TASK TO COMPLETE
Count the lines in the records below that contain the string "flag". Give only the number.

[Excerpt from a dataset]
────────────────

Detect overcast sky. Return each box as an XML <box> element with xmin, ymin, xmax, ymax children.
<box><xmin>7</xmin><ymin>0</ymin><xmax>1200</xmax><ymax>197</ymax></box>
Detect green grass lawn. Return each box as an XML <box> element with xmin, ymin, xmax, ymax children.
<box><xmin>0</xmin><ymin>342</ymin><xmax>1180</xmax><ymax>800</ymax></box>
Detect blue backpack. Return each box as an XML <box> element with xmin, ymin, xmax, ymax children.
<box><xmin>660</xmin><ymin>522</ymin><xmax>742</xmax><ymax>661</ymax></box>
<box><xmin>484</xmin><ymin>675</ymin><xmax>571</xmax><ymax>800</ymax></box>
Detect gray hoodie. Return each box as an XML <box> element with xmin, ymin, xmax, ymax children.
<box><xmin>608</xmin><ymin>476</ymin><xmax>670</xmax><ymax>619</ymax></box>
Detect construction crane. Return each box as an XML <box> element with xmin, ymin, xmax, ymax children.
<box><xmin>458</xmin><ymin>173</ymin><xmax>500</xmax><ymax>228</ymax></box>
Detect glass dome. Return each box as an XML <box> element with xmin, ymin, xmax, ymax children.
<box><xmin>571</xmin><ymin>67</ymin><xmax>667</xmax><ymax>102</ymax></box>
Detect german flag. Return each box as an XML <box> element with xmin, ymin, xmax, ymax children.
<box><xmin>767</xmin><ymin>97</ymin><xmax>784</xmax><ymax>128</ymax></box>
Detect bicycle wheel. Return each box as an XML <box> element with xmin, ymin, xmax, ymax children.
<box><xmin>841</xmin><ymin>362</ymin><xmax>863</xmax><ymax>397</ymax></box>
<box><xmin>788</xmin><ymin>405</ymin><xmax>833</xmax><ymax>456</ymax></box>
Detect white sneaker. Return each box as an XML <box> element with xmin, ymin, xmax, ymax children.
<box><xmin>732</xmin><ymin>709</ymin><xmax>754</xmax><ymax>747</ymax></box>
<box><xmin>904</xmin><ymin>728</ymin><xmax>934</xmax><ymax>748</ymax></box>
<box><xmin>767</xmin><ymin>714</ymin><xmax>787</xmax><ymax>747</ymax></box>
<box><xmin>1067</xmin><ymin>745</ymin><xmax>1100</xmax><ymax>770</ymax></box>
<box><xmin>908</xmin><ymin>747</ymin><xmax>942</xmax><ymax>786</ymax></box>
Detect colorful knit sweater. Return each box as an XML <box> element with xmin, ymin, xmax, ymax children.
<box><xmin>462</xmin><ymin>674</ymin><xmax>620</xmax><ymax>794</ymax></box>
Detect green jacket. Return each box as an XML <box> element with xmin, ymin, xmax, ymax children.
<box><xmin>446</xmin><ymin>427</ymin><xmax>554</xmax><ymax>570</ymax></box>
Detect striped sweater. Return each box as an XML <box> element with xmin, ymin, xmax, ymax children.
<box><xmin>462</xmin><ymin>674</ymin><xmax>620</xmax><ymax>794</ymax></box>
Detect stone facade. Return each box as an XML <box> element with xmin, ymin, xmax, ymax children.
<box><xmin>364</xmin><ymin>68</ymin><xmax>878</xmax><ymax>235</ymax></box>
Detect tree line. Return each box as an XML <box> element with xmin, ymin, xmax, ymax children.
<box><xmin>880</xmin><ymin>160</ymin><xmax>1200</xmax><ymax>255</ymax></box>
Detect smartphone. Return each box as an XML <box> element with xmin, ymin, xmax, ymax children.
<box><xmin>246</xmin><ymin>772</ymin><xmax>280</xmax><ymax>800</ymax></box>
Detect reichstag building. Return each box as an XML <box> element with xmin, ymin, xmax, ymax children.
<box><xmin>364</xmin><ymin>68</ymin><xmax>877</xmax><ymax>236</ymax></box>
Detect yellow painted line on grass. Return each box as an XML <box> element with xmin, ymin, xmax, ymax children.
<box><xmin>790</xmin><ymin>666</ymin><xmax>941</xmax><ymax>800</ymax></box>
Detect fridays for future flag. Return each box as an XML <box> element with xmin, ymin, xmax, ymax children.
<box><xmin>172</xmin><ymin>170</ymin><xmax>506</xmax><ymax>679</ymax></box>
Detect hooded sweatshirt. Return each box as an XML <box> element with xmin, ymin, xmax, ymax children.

────────────────

ANSWER TO THE TASK
2